• **Document section**
"""
There is evidence. James Talbot (1664–1708), Regius Professor of Hebrew at Cambridge University, mentions a pedal or double bass recorder. The auction catalogue of the possessions of the late Nicolas Selhof, bookseller, in The Hague in 1759 lists “a long bass recorder by P.I.Bressan (Une Flute douce longue de Basse)”, and another by Debey, and Lully scored for C bass in his operas. Besides, I needed a project, and I had a big piece of maple in the workshop that was begging for a purpose, so I sat down with a long piece of graph paper and drew a conjectural bore for a C bass, based on the F bass that I had already.

Some simple scaling, and a C bass emerged, a monstrous thing taller than me, with a strut for support, and the final bore exit emerging from the side of the foot joint, two widely spaced sets of fingerholes as seen in the Renaissance basses, a massive key and a long crook that just screamed ‘condensation issues’.
"""
• **Raw data**
"""
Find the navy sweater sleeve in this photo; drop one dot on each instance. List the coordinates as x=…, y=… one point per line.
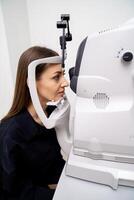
x=14, y=186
"""
• **Required work**
A) Answer these questions about the recorder passage, one line each, marked like the questions:
(i) What post did James Talbot hold at Cambridge University?
(ii) What did the writer have in the workshop that was "begging for a purpose"?
(iii) What gives the finished C bass support?
B) Output the stretch of the recorder passage from "There is evidence." through "I had already.".
C) Continue the passage about making a C bass recorder, starting after its last sentence.

• **In response**
A)
(i) Regius Professor of Hebrew
(ii) A big piece of maple
(iii) A strut

B)
There is evidence. James Talbot (1664–1708), Regius Professor of Hebrew at Cambridge University, mentions a pedal or double bass recorder. The auction catalogue of the possessions of the late Nicolas Selhof, bookseller, in The Hague in 1759 lists “a long bass recorder by P.I.Bressan (Une Flute douce longue de Basse)”, and another by Debey, and Lully scored for C bass in his operas. Besides, I needed a project, and I had a big piece of maple in the workshop that was begging for a purpose, so I sat down with a long piece of graph paper and drew a conjectural bore for a C bass, based on the F bass that I had already.

C)
Now prototyping an instrument on this scale is devoutly to be avoided, so I was lucky that, after only one replacement centre, I had a working recorder, and could begin to explore what it could do. I didn’t expect a fully chromatic two octave great bass equivalent to a Paetzold, but I was pleasantly surprised that I could, with some adventurous fingering, get every note except the top C. The lowest notes are quiet, quieter than the Renaissance equivalent, but then I didn’t set out to make a recorder that was as loud as possible, just one that Bressan himself might have made, scaled up from his presumably commercially successful bass in F.

So, there we have the Bressan/Stanesby consort in A405. Soprano in B flat and alto in F from Oxford, C tenor from Chester, Stanesby B flat tenor from Oxford, F bass from Oxford, and C bass from my over-active imagination, but supported by contemporary references. A consort at A415 can also be supplied with any combination of the above.